Run through the data and copy out every line that mentions the word "boulder".

> GIVEN DATA
= Beginning of Section =

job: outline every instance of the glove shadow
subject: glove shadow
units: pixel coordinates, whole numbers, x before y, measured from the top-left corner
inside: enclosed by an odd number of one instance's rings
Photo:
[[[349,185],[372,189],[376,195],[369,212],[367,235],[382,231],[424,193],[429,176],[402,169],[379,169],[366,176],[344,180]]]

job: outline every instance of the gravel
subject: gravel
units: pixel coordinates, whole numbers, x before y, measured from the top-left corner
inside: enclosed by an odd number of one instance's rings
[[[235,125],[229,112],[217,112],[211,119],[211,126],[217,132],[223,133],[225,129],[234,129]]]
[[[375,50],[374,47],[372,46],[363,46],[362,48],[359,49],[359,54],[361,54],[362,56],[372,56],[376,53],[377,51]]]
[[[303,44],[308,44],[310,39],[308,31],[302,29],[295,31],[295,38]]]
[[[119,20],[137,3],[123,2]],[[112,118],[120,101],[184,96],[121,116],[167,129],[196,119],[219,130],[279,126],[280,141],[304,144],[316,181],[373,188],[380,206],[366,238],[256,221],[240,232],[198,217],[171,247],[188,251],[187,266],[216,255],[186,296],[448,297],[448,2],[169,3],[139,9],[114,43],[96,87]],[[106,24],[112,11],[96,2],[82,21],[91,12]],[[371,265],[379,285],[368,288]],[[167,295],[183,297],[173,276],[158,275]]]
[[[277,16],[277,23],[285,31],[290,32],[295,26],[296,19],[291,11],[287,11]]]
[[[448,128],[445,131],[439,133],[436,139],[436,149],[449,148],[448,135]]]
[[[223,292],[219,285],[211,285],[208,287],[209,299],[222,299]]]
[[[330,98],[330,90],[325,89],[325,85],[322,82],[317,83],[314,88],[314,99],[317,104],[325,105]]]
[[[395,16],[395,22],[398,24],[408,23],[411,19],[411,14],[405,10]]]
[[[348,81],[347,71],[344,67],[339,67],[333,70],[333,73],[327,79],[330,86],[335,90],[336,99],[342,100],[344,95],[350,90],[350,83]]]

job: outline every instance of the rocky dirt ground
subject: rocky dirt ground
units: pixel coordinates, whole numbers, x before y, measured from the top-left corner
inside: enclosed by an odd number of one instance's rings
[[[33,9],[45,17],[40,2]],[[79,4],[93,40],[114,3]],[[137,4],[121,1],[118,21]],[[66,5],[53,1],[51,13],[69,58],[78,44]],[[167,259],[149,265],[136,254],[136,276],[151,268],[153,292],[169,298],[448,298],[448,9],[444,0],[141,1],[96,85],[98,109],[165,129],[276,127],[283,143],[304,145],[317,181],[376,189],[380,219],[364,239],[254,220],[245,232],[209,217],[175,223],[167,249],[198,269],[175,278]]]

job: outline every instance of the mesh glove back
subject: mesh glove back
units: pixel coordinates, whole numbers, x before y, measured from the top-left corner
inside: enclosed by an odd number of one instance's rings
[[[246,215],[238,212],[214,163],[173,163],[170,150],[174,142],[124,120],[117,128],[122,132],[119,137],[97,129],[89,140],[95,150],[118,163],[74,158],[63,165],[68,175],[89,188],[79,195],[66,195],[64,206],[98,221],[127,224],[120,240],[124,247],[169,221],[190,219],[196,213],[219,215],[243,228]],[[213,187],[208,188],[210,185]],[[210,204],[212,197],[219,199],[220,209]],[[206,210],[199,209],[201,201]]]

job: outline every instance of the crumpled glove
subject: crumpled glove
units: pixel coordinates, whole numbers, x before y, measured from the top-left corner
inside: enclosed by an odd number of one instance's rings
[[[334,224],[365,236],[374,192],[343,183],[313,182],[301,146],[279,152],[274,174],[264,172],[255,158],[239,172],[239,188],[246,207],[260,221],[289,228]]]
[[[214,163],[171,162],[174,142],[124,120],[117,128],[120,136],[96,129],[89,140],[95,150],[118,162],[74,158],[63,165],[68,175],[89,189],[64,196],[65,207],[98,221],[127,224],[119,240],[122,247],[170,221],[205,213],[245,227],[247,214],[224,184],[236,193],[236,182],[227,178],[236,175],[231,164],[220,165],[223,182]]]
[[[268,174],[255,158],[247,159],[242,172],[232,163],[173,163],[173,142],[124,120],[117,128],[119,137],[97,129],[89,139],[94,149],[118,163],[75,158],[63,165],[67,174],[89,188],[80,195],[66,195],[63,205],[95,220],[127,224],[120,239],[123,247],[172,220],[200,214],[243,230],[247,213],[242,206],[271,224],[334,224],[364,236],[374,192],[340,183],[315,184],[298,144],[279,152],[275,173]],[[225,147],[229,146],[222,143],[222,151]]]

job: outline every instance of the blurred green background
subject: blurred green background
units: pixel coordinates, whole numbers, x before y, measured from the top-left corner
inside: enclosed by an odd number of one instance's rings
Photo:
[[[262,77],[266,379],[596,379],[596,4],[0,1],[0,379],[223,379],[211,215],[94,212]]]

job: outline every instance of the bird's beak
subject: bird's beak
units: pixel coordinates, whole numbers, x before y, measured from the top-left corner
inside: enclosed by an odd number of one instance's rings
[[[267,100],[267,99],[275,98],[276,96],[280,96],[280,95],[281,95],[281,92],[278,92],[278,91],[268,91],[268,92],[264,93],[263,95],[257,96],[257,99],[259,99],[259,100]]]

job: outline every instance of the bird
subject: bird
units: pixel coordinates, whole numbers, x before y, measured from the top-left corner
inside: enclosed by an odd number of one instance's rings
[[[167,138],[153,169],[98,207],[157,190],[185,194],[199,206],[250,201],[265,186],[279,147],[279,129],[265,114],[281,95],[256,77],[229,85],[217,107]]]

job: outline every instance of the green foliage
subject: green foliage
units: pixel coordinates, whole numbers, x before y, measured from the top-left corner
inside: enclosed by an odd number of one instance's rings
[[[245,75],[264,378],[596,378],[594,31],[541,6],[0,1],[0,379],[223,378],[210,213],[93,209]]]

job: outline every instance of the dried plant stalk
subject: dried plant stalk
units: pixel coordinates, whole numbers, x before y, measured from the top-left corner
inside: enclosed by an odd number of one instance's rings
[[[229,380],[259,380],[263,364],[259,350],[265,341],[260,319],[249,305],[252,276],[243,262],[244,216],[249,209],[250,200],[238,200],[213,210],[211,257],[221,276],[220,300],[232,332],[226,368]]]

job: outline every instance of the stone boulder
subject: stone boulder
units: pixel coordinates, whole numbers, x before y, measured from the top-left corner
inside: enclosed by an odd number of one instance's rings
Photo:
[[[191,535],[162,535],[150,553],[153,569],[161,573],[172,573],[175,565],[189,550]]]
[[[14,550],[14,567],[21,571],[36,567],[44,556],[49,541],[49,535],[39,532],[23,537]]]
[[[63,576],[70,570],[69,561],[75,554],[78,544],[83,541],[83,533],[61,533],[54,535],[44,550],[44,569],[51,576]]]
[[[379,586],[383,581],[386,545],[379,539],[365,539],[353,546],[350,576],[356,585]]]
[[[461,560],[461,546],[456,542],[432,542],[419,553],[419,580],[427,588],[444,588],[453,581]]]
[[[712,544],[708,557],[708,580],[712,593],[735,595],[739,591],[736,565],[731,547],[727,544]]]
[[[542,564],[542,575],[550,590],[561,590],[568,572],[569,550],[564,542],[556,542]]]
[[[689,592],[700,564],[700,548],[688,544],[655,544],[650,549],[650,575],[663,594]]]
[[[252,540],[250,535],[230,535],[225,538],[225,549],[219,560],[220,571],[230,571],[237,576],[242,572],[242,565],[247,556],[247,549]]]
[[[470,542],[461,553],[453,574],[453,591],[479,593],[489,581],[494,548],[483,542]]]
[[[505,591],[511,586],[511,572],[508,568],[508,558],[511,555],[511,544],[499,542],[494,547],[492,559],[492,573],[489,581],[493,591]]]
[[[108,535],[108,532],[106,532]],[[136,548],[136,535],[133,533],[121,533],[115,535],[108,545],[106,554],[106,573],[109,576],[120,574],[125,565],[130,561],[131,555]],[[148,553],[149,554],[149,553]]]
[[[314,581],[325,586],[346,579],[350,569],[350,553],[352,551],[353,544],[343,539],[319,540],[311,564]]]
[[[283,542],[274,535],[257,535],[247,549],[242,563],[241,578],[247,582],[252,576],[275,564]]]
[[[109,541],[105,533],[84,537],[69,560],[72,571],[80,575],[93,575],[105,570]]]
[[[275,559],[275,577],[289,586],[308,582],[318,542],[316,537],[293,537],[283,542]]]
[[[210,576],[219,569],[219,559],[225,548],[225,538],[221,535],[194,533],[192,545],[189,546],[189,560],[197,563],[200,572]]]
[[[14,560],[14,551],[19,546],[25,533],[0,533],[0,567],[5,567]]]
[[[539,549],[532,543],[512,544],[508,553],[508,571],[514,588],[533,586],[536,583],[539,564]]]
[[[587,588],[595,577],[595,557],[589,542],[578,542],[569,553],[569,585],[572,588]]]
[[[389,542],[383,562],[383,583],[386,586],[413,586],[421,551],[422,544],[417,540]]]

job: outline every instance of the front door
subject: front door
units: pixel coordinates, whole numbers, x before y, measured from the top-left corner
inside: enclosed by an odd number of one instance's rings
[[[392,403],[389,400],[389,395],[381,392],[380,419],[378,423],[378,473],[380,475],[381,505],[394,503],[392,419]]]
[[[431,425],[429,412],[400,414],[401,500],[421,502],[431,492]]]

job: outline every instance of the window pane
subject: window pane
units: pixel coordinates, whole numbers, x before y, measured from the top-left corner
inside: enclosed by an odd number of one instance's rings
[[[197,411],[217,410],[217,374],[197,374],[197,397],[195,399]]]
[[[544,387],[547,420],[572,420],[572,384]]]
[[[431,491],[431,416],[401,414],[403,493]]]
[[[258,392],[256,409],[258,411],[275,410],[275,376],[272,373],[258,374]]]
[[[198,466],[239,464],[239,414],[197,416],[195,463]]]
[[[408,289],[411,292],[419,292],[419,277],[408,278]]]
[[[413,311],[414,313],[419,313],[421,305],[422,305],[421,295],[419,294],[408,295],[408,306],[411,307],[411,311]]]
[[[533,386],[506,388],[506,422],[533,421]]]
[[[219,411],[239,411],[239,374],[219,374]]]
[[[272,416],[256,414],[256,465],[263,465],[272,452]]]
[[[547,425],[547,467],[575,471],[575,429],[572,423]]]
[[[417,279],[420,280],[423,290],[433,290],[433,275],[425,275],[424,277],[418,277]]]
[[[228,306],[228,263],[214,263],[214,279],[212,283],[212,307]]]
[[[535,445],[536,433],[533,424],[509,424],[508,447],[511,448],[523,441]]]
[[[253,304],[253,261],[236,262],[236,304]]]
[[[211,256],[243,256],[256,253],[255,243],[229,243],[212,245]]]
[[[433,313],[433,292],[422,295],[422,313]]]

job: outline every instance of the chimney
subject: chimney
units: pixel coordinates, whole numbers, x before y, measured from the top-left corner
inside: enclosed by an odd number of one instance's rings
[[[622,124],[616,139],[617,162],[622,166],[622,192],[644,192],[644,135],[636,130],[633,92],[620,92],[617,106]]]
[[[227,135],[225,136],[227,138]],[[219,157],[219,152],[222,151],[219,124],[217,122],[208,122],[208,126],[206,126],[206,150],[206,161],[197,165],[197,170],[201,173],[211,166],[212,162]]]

= End of Section =

> SOLVED EXERCISE
job: outline every instance of the stone boulder
subject: stone boulder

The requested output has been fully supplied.